GIVEN TASK: Copy every entry word for word, but skip the pictures.

Segmentation dataset excerpts:

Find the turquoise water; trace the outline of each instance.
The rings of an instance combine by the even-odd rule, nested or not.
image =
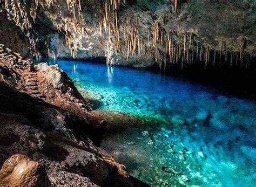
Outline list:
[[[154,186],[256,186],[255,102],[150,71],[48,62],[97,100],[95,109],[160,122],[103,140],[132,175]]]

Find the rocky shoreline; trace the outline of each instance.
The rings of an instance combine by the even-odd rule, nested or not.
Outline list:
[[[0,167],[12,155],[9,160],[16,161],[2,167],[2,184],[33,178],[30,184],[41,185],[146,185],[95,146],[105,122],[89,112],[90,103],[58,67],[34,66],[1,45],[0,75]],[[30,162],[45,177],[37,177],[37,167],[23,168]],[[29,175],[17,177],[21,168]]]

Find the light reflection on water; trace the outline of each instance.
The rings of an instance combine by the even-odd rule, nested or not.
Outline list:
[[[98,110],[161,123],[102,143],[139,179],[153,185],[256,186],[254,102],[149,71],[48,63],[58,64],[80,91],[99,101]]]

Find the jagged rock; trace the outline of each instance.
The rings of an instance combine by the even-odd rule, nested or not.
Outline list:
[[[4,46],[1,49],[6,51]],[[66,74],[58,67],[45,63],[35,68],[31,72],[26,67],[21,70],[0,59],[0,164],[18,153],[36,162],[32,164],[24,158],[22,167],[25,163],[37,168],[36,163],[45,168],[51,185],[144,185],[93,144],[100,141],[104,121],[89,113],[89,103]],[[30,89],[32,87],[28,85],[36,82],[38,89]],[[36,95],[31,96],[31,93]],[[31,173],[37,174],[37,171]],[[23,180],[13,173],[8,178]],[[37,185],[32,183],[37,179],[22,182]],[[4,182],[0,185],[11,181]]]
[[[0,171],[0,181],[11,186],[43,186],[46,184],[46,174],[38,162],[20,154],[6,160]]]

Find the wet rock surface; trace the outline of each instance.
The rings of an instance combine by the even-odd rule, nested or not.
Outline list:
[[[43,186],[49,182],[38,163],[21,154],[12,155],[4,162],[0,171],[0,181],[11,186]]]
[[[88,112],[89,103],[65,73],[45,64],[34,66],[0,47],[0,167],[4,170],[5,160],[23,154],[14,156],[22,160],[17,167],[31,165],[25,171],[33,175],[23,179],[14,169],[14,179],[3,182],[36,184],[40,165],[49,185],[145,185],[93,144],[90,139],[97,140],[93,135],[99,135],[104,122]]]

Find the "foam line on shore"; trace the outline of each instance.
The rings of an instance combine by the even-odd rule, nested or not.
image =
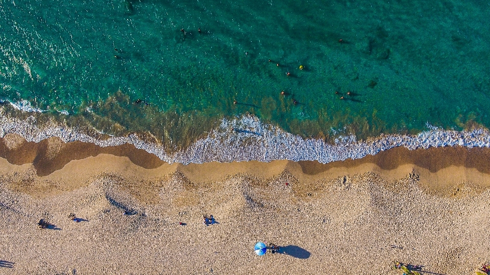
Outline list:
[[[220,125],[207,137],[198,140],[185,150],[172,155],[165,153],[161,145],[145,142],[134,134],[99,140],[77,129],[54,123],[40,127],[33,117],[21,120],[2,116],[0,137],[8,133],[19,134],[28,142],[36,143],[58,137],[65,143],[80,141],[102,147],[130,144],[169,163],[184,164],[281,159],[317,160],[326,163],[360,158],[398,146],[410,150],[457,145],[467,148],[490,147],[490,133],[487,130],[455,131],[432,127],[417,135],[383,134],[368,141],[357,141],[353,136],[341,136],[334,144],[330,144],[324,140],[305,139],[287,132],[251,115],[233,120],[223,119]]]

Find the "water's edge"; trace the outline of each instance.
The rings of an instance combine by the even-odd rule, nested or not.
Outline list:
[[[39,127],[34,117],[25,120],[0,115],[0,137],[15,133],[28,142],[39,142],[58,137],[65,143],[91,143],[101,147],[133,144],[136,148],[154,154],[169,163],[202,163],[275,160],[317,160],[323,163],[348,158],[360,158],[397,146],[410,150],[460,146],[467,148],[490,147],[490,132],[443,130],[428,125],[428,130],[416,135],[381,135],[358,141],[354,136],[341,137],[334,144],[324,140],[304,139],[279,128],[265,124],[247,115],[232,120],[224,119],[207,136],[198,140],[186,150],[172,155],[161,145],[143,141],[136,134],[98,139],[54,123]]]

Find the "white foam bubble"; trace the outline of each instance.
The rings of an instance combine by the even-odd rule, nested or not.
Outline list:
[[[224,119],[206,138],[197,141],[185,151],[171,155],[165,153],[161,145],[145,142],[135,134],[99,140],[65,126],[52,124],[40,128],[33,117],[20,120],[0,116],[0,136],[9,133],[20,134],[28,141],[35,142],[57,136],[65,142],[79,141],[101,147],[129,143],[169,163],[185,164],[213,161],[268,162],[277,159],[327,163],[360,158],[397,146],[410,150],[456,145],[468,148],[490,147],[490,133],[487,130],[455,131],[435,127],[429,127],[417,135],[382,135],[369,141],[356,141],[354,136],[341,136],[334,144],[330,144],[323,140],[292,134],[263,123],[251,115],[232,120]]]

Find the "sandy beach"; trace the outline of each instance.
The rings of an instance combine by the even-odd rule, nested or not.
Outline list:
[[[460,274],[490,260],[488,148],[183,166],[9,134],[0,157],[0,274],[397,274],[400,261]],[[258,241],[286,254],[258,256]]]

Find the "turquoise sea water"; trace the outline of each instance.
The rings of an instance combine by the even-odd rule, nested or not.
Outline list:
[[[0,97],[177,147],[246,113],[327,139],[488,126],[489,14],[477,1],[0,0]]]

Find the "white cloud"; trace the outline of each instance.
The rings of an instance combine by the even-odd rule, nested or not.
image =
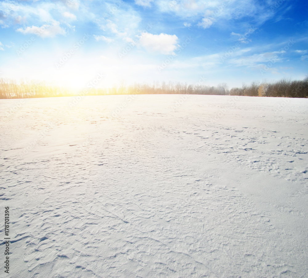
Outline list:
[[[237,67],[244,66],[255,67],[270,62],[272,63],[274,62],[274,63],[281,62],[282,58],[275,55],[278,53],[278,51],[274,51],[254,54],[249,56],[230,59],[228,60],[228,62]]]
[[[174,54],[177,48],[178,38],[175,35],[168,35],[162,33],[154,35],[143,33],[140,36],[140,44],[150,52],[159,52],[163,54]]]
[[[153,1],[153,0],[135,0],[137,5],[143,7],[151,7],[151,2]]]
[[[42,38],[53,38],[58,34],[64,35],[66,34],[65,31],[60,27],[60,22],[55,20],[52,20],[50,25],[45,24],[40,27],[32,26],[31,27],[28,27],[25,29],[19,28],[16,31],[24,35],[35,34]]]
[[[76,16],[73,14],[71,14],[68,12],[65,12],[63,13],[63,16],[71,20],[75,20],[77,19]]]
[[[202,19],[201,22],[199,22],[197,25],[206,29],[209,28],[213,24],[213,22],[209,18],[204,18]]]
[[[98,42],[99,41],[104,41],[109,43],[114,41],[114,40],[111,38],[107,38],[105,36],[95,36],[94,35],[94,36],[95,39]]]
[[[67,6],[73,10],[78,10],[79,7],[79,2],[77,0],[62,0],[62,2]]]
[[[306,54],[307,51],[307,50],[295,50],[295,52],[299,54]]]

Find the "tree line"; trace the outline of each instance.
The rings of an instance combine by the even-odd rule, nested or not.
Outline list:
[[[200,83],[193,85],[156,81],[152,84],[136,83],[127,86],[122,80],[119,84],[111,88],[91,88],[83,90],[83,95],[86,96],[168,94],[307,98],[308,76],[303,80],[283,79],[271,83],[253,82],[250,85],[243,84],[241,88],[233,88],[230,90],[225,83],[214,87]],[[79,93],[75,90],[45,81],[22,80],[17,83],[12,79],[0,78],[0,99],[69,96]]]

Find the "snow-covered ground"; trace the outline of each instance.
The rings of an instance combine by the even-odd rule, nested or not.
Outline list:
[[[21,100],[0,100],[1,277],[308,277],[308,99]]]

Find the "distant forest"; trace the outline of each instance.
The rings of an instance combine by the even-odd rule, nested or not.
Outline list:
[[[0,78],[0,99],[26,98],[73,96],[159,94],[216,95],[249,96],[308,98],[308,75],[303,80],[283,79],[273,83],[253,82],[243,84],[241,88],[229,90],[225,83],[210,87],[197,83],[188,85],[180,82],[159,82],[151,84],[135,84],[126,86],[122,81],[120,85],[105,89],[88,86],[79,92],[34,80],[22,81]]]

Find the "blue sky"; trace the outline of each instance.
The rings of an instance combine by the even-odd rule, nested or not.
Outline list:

TASK RESPONSE:
Find the turquoise water; trace the outline of each instance.
The rings of an instance combine by the even-odd rule, nested or not.
image =
Outline list:
[[[154,186],[256,186],[255,102],[150,71],[48,62],[97,100],[95,109],[160,122],[103,140],[132,175]]]

Find the rocky shoreline; trace the outline of each instance.
The rings of an instance combine by the even-odd rule, nested or not.
Outline list:
[[[0,167],[12,155],[9,160],[16,161],[2,167],[2,184],[33,178],[30,184],[41,185],[146,185],[95,146],[105,122],[89,112],[90,103],[58,67],[34,66],[1,45],[0,75]],[[30,162],[45,177],[37,177],[37,167],[23,168]],[[29,175],[17,177],[21,168]]]

Find the light reflection on water; trace the outline of each instance.
The rings of an instance combine by the even-odd rule, nested or not.
Outline list:
[[[98,110],[161,123],[102,143],[139,179],[153,185],[256,186],[254,102],[149,71],[48,63],[58,64],[80,91],[99,101]]]

Find the jagged rock; trace the outline of each instance.
The rings of an instance combine by the even-odd rule, nested or not.
Outline list:
[[[4,46],[1,49],[6,51]],[[66,74],[58,67],[45,63],[35,68],[31,72],[26,67],[21,70],[0,59],[0,164],[18,153],[36,162],[32,164],[24,158],[22,167],[25,163],[37,168],[36,163],[45,168],[51,185],[144,185],[93,144],[100,141],[104,121],[89,113],[89,103]],[[30,89],[32,87],[28,85],[36,82],[38,89]],[[36,95],[31,96],[31,93]],[[31,173],[37,174],[37,171]],[[23,180],[13,173],[8,178]],[[37,185],[32,183],[37,179],[22,182]],[[4,182],[0,185],[11,181]]]
[[[0,171],[0,181],[11,186],[43,186],[46,184],[46,174],[38,162],[20,154],[6,160]]]

Find the wet rock surface; trace the outline of each instance.
The rings of an instance combine by the even-odd rule, nested or not.
Outline list:
[[[43,186],[49,182],[38,163],[21,154],[12,155],[4,162],[0,171],[0,181],[11,186]]]
[[[88,112],[89,103],[65,73],[45,64],[34,66],[0,47],[0,167],[4,170],[5,160],[23,154],[14,156],[22,160],[17,167],[31,165],[25,171],[33,175],[23,179],[14,169],[14,179],[3,182],[36,184],[40,165],[49,185],[145,185],[93,144],[90,139],[97,140],[93,135],[99,135],[104,122]]]

Find the "foam line on shore"; trace the outline of each instance.
The rings of an instance combine by the even-odd rule, nested or not.
image =
Outline list:
[[[220,125],[207,137],[198,140],[185,150],[172,155],[165,153],[161,145],[145,142],[134,134],[99,140],[77,129],[54,123],[40,127],[33,117],[21,120],[2,116],[0,137],[8,133],[19,134],[28,142],[36,143],[58,137],[65,143],[80,141],[102,147],[130,144],[169,163],[184,164],[281,159],[317,160],[326,163],[360,158],[398,146],[410,150],[457,145],[467,148],[490,147],[490,133],[487,130],[455,131],[432,127],[417,135],[383,134],[368,141],[357,141],[353,136],[341,136],[334,144],[330,144],[324,140],[305,139],[287,132],[251,115],[233,120],[223,119]]]

Find the "water's edge"; trace the outline of each instance.
The rings of an instance combine by the even-odd rule, nested or not.
Outline list:
[[[39,127],[34,117],[25,120],[0,115],[0,137],[15,133],[28,142],[39,142],[58,137],[65,143],[91,143],[101,147],[133,144],[136,148],[154,154],[169,163],[202,163],[275,160],[317,160],[323,163],[348,158],[360,158],[397,146],[410,150],[460,146],[467,148],[490,147],[490,132],[443,130],[428,125],[428,130],[416,135],[381,135],[358,141],[354,136],[341,137],[334,144],[324,140],[304,139],[279,128],[265,124],[247,115],[232,120],[224,119],[207,136],[198,140],[186,150],[172,155],[161,145],[143,141],[136,134],[98,139],[54,123]]]

Find the "white foam bubble"; trace the outline of each instance.
The rings of an instance combine by the even-odd rule, nested or not.
Outline list:
[[[224,119],[206,138],[197,141],[185,151],[171,155],[165,153],[161,145],[145,142],[135,134],[99,140],[65,126],[52,124],[40,128],[33,117],[20,120],[0,116],[0,136],[9,133],[20,134],[28,141],[35,142],[57,136],[65,142],[79,141],[101,147],[129,143],[169,163],[185,164],[213,161],[268,162],[277,159],[327,163],[360,158],[397,146],[410,150],[456,145],[468,148],[490,147],[490,133],[487,130],[455,131],[435,127],[429,127],[417,135],[382,135],[369,141],[356,141],[354,136],[341,136],[334,144],[330,144],[323,140],[292,134],[263,123],[251,115],[232,120]]]

Find the "sandy beach"; trace the outline of each instance.
The rings of an instance combine by the even-odd rule, nested or not.
Outline list:
[[[460,274],[490,260],[488,148],[183,166],[9,134],[0,157],[0,274],[397,274],[400,261]],[[258,241],[286,254],[258,256]]]

Find the "turquoise sea water"; trace the outline of each instance.
The rings of an instance combine by the even-odd rule, nested or not.
Outline list:
[[[0,97],[177,147],[246,113],[327,139],[488,126],[489,14],[477,1],[0,0]]]

Find the "white cloud"; trace the outline of each instance.
The rings of an instance combine by the even-odd rule, nested or not.
image =
Outline list:
[[[237,67],[244,66],[255,67],[270,62],[272,63],[274,62],[274,63],[281,62],[282,58],[275,55],[278,53],[278,51],[274,51],[254,54],[249,56],[230,59],[228,60],[228,62]]]
[[[174,54],[177,48],[178,38],[175,35],[168,35],[162,33],[154,35],[143,33],[140,36],[140,44],[150,52],[159,52],[163,54]]]
[[[153,1],[153,0],[135,0],[137,5],[143,7],[151,7],[151,2]]]
[[[42,38],[53,38],[58,34],[64,35],[66,34],[65,31],[60,27],[60,22],[55,20],[52,20],[50,25],[45,24],[40,27],[32,26],[31,27],[28,27],[25,29],[19,28],[16,31],[24,35],[35,34]]]
[[[76,16],[73,14],[71,14],[68,12],[65,12],[63,13],[63,16],[71,20],[75,20],[77,19]]]
[[[202,19],[201,22],[199,22],[197,25],[206,29],[209,28],[213,24],[213,22],[209,18],[204,18]]]
[[[98,42],[99,41],[104,41],[109,43],[114,41],[114,40],[111,38],[107,38],[105,36],[95,36],[94,35],[94,36],[95,39]]]
[[[67,6],[73,10],[78,10],[79,7],[79,2],[77,0],[62,0],[62,2]]]
[[[306,54],[307,51],[307,50],[295,50],[295,52],[299,54]]]

Find the "tree line"; trace the outline of each instance.
The rings of an instance combine by the even-odd rule, nested or not.
Outline list:
[[[200,83],[193,85],[156,81],[152,84],[136,83],[127,86],[122,80],[119,84],[111,88],[91,88],[83,90],[83,95],[86,96],[168,94],[307,98],[308,76],[303,80],[283,79],[271,83],[253,82],[250,85],[243,84],[241,88],[233,88],[230,90],[225,83],[214,87]],[[79,93],[75,90],[45,81],[22,80],[17,83],[12,79],[0,78],[0,99],[69,96]]]

Find the "snow-covered ground"; trace the outline of each instance.
The rings of an instance combine by the even-odd rule, nested or not.
Outline list:
[[[21,100],[0,100],[1,277],[308,277],[308,99]]]

Find the "distant forest"; trace the outline of each instance.
The rings of an instance combine by the even-odd rule, nested or not.
Outline list:
[[[0,78],[0,99],[26,98],[73,96],[159,94],[216,95],[249,96],[308,98],[308,75],[303,80],[283,79],[273,83],[253,82],[243,84],[241,88],[229,90],[225,83],[210,87],[197,83],[188,85],[180,82],[159,82],[151,84],[135,84],[126,86],[122,81],[120,85],[105,89],[88,86],[79,92],[34,80],[22,81]]]

Find the "blue sky"; trace the outline of each instance.
The rings of an instance combine by the even-odd rule, nested or not.
Outline list:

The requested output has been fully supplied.